▸ **Aufgabenstellung**:
Wie lange ist es laut dem Ausgangstext über Digby her, dass seine kleine Schwester entführt wurde?
━━━━━ Ausgangstext ━━━━━
Beschossen. Inhaftiert. Gekidnappt. Ein ganz normaler Tag mit Digby: Bei Digby muss man auf alles gefasst sein. Das war Zoe in dem Moment klar, als sie seine Bekanntschaft machte. Nicht klar war ihr allerdings, dass sie mit ihm auch gleich von einer gefährlichen Situation in die nächste geraten würde. Denn Digby setzt alles daran, den Fall seiner kleinen Schwester, die vor acht Jahren entführt wurde, aufzuklären.Wie er es aber anstellt, dass Zoe mit ihm bei einem Gynäkologen einbricht,kurzzeitig auf der Polizeiwache landet und an einen Drogenhändlerring gerät? Keine Ahnung. Nur eines weiss sie genau: Ein Plan B wäre jetzt gerade sicher nicht verkehrt. Bei Stephanie Tromlys Held Digby muss man sich auf spannende Unterhaltung auf höchstem Niveau gefasst machen, immer mit einer Prise schrägem Humor gewürzt und einem besonders lässigem Dedektiv a là "Sherlock".
━━━━━ Bereitgestellte Daten ━━━━━
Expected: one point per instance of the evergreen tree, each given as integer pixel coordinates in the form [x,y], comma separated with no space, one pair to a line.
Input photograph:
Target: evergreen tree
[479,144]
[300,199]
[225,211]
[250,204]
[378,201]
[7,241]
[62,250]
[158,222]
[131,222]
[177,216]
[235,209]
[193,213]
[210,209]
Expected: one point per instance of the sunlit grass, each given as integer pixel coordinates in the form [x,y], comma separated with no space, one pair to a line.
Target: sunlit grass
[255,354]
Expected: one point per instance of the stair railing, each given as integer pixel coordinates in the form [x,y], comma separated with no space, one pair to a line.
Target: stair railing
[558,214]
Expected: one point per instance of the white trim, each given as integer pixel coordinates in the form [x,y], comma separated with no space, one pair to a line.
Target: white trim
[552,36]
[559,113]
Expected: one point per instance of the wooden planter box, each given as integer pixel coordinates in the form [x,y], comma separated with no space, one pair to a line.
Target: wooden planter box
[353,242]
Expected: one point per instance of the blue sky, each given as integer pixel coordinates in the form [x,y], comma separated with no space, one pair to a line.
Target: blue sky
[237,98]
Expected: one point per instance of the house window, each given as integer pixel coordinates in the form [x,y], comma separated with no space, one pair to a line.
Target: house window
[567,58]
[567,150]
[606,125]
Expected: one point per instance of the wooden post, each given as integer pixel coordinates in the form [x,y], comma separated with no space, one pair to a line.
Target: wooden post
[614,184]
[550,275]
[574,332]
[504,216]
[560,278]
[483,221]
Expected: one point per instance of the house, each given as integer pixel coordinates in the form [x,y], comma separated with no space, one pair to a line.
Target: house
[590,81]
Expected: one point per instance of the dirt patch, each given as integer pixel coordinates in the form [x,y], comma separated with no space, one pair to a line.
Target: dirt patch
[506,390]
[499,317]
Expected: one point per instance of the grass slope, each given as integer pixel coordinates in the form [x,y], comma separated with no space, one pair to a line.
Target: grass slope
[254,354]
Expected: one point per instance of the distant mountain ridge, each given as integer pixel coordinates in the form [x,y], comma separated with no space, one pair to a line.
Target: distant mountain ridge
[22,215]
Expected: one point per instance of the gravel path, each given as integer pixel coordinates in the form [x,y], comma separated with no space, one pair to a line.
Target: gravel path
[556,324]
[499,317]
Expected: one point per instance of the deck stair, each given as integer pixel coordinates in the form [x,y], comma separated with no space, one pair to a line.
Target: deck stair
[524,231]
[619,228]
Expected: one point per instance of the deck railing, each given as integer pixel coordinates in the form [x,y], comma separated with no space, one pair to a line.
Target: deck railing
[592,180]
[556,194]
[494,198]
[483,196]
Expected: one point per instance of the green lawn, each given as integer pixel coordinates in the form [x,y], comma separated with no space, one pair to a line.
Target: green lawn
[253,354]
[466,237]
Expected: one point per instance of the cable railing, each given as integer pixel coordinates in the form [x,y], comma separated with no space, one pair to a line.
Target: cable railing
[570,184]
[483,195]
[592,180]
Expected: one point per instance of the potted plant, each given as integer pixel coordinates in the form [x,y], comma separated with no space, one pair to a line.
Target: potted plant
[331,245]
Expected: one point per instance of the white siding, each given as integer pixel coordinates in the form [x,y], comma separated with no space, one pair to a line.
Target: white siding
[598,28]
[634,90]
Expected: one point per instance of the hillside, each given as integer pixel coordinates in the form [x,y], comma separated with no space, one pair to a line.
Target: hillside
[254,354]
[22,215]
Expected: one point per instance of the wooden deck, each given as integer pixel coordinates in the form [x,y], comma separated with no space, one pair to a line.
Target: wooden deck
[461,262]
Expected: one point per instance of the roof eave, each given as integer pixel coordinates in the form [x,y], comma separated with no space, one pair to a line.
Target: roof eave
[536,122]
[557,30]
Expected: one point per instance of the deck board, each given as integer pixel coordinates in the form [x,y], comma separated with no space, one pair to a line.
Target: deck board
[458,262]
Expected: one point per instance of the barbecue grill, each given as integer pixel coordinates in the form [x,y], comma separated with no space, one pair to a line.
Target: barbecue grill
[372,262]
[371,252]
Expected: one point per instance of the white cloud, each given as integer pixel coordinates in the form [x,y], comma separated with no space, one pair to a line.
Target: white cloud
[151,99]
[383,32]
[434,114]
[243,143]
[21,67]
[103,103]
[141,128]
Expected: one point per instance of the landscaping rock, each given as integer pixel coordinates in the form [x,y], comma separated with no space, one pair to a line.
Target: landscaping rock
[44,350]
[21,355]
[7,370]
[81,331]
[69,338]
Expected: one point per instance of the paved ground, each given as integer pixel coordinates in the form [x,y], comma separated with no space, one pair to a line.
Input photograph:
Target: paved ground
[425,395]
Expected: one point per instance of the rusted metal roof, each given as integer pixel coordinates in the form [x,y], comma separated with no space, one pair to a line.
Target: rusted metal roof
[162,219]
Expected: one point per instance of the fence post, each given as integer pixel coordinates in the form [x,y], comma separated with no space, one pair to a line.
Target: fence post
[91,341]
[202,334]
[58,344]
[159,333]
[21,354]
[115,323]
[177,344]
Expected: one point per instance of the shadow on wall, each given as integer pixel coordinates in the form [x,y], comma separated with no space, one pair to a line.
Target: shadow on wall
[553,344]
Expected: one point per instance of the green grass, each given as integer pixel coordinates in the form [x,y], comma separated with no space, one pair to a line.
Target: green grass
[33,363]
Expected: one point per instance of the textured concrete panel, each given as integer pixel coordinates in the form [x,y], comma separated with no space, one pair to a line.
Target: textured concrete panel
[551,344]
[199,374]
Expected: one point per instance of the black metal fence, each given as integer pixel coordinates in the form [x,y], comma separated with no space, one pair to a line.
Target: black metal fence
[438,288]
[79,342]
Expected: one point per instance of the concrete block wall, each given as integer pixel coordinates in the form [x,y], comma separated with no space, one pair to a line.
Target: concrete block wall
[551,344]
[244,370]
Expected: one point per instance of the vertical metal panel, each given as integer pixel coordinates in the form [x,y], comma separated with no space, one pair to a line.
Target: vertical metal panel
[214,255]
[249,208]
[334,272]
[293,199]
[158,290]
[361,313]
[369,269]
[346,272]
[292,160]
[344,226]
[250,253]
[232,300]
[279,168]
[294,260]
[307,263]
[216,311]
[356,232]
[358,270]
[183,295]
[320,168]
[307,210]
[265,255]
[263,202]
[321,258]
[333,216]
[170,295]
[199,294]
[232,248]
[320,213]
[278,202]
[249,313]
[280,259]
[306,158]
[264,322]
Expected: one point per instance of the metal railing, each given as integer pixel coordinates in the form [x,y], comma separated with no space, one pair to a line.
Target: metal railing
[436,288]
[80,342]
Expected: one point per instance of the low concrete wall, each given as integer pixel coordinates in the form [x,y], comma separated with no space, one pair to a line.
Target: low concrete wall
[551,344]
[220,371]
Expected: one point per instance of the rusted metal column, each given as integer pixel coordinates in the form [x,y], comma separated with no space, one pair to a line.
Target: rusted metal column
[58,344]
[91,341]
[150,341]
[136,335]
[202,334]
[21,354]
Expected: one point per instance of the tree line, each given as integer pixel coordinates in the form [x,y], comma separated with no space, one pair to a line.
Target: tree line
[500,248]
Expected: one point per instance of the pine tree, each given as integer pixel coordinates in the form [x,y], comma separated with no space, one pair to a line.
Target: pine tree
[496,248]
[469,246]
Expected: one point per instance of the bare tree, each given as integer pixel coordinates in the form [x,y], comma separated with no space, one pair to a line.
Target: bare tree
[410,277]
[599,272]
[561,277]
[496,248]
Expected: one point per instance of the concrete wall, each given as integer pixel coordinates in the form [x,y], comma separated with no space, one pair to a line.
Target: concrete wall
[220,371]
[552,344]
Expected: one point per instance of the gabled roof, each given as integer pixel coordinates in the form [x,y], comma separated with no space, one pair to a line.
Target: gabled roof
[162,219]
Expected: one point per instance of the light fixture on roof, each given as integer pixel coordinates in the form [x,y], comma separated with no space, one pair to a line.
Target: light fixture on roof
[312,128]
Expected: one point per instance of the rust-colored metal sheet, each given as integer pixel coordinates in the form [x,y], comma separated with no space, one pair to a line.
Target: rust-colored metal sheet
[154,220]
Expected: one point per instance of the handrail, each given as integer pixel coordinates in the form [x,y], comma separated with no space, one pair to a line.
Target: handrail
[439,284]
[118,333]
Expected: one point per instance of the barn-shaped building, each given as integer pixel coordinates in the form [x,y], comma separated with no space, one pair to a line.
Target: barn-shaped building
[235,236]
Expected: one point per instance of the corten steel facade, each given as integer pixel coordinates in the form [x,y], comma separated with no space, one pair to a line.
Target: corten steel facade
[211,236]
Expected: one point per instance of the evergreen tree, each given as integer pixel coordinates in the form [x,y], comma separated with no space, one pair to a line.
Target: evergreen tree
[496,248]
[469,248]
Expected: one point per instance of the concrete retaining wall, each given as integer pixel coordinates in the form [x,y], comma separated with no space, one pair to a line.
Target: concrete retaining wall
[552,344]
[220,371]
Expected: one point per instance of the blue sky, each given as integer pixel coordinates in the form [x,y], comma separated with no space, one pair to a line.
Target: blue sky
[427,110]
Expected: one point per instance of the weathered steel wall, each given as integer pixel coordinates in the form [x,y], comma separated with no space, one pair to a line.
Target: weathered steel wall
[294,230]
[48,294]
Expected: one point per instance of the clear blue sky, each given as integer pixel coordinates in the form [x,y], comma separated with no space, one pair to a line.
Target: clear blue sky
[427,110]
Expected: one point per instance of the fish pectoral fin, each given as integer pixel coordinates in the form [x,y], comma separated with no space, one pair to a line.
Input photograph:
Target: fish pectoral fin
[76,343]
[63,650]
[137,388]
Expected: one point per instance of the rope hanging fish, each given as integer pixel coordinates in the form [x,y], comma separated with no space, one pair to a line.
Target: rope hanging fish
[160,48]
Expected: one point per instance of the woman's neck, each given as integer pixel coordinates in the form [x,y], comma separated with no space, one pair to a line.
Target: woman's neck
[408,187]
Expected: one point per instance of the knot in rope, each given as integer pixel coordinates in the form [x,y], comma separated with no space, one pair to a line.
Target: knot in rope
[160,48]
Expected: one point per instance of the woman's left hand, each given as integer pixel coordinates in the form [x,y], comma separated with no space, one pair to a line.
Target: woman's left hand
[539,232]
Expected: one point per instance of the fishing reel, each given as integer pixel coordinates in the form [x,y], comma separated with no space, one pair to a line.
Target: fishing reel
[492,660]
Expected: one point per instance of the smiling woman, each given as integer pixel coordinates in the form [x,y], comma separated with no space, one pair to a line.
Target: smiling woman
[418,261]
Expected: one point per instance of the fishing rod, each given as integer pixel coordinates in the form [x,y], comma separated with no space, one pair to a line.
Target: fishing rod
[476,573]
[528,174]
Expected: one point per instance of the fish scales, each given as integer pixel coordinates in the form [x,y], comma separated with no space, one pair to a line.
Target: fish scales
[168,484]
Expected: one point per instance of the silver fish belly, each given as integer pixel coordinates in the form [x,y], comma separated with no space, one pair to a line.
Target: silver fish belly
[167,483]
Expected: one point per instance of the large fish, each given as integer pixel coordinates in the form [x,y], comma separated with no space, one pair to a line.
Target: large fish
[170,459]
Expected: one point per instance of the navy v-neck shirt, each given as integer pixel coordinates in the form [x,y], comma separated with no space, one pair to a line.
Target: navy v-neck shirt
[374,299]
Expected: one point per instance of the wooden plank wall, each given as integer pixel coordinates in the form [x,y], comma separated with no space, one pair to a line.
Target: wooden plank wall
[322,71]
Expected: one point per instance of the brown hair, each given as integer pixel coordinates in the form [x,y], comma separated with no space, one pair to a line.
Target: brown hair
━━━━━
▸ **Die Antwort**:
Digbys kleine Schwester wurde vor acht Jahren entführt.